__DIRECTIVE__
Rescale these lines, from the line that contains "Could you point to the two-star" through the line that contains "(1311, 383)", and give them all again, requests included. Multiply every coordinate in the answers by 0.95 and round to whole numbers, halves up, leaving the requests and their format samples unchanged.

►

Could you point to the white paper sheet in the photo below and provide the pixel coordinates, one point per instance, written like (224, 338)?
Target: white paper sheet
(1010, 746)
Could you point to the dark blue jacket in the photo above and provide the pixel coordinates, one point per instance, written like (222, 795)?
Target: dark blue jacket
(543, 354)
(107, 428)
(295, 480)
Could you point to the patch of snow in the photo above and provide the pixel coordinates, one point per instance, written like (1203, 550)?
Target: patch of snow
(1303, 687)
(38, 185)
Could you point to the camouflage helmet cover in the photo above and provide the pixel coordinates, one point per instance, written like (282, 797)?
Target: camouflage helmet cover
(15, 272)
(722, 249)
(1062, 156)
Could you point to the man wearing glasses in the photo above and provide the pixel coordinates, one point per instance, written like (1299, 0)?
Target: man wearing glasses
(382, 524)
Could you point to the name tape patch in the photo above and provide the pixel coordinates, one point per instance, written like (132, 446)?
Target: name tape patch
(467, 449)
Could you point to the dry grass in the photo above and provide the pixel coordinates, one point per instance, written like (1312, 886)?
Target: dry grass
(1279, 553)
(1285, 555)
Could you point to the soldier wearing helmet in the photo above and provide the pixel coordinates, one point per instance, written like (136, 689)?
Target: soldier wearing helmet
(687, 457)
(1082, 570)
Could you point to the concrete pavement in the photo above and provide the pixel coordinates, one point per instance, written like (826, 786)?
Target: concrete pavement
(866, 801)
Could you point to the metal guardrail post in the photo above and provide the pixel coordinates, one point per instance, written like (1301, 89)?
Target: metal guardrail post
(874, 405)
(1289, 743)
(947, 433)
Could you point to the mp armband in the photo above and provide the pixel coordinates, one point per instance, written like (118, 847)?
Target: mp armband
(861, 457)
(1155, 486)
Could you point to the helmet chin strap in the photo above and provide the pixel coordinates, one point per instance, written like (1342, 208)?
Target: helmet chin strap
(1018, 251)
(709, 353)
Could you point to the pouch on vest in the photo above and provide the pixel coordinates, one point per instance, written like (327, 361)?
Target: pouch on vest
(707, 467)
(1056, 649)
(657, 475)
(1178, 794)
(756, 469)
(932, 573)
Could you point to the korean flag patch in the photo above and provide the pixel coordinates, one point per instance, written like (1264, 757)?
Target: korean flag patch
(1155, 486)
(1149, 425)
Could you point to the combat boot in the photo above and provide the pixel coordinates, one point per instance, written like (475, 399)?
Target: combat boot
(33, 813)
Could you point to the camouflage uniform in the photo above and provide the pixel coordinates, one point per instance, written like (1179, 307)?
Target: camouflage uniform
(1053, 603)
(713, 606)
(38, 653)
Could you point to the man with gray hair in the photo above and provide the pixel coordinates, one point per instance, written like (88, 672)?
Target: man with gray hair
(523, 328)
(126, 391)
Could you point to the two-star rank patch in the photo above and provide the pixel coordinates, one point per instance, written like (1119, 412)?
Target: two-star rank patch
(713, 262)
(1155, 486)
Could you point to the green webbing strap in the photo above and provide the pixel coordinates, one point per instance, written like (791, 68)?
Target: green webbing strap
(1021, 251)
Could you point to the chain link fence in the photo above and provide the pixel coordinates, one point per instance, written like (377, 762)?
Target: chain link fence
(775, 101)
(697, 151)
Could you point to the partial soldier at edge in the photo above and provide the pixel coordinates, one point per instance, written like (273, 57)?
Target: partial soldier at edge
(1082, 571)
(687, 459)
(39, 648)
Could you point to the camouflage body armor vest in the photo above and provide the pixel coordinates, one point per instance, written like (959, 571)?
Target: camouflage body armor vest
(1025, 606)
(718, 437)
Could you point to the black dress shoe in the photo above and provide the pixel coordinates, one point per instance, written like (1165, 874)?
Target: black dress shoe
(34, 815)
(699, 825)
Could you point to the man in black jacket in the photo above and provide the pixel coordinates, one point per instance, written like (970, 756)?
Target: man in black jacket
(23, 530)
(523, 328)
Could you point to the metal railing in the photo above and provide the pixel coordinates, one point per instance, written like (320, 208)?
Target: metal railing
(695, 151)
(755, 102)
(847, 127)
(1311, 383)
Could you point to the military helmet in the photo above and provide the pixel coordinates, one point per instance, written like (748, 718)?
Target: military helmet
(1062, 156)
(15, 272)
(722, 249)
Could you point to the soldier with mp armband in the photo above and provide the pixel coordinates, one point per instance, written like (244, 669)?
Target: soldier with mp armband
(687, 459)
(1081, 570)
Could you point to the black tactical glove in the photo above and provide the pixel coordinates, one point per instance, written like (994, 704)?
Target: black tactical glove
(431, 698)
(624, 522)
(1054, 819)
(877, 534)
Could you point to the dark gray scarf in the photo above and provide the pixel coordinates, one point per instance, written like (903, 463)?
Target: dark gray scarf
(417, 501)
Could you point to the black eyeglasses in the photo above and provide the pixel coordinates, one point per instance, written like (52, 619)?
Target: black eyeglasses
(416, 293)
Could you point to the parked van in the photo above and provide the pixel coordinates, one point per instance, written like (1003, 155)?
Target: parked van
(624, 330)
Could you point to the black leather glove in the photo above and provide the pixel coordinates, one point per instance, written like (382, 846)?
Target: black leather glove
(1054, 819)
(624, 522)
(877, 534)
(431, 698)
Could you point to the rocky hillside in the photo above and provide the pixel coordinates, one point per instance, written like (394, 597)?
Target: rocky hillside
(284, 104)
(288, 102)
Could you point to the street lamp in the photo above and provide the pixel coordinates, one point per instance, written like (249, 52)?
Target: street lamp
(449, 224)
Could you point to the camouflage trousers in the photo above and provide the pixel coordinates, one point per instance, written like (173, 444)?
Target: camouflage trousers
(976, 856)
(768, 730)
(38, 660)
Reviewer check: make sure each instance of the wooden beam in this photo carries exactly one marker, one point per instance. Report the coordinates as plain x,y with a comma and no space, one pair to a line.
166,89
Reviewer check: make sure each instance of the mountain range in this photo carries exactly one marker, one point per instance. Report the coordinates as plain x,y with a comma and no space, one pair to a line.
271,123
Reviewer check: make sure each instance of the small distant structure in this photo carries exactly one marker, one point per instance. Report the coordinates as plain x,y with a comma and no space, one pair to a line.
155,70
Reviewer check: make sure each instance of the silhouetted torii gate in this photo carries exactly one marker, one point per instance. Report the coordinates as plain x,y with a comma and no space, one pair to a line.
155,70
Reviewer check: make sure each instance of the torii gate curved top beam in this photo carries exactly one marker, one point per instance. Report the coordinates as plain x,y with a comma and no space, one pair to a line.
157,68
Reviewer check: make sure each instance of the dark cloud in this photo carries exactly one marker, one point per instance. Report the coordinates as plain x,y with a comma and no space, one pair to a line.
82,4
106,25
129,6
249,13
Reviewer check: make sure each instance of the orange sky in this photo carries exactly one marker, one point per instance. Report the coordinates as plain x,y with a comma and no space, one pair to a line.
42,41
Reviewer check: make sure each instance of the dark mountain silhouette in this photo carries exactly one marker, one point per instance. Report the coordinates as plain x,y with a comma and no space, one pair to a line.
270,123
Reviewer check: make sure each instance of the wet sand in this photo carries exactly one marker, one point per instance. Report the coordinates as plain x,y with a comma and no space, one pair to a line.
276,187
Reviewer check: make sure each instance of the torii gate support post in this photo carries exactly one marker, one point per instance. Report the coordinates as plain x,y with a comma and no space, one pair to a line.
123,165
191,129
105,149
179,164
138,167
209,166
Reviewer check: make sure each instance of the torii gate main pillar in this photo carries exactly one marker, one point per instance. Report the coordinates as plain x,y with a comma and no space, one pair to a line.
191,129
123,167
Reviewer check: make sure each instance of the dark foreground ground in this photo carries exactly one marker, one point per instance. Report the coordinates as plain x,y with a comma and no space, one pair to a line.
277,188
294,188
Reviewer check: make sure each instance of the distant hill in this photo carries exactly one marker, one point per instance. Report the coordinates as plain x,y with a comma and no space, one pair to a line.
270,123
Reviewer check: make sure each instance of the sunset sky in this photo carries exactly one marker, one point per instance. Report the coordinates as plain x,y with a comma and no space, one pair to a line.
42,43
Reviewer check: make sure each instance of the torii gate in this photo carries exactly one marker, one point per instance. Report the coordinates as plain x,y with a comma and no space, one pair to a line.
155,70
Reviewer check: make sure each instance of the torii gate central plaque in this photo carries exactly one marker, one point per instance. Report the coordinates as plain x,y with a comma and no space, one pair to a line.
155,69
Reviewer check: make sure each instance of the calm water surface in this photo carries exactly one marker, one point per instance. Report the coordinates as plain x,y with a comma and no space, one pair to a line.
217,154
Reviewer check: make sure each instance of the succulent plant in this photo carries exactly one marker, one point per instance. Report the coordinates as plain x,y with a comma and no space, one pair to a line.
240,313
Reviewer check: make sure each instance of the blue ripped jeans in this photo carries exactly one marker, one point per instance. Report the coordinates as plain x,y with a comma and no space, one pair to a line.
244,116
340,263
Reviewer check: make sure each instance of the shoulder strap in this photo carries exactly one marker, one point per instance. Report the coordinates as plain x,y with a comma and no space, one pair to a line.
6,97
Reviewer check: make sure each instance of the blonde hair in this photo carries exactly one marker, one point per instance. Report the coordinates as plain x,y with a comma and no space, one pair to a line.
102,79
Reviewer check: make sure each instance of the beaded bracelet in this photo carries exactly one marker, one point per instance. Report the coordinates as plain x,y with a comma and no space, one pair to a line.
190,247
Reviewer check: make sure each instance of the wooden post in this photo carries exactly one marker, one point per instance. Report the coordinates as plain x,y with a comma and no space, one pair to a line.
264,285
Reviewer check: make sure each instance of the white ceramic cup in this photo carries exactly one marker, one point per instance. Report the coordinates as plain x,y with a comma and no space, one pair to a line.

◄

__WORKED SOLUTION__
Could you point to the two-star rank patch in the photo above and provide the pixel coordinates, one point per instance, written like (1119, 412)?
Target: two-star rank patch
(677, 249)
(1097, 462)
Could you point to the green webbing strap in the photo above and provide the pixel coordinates, one point per instance, written like (791, 68)?
Target: green webbing strap
(970, 238)
Could you point to the chain link fence in the photo above and provide the pixel coordinates, one point per instance, written like (377, 762)?
Target: chain link fence
(736, 96)
(662, 143)
Could you point to the partial soldier at edge in the photo above and provide the pixel coordinates, one point per instance, written like (273, 57)?
Target: partial soldier at edge
(1028, 542)
(653, 436)
(37, 616)
Could you point to the camouflage body armor vest in the photo above and provide the pixel coordinates, one point per instance, written like (959, 571)?
Target: camouflage body armor vest
(974, 576)
(682, 415)
Could you point to the black dress shoe in the photo above and provide the pixel coordinates, one point per instance, written like (1165, 874)?
Target: black dress shoe
(32, 774)
(664, 784)
Could you point to the man in black jacket in the photo above and provide the pixel coordinates, one point per instance, written like (970, 756)?
Target: man in black jacket
(22, 504)
(497, 312)
Could you point to the metal railing in the photo above and provide the pixel coordinates, one point per instance, written like (320, 208)?
Target: metal railing
(660, 143)
(717, 97)
(805, 121)
(1245, 364)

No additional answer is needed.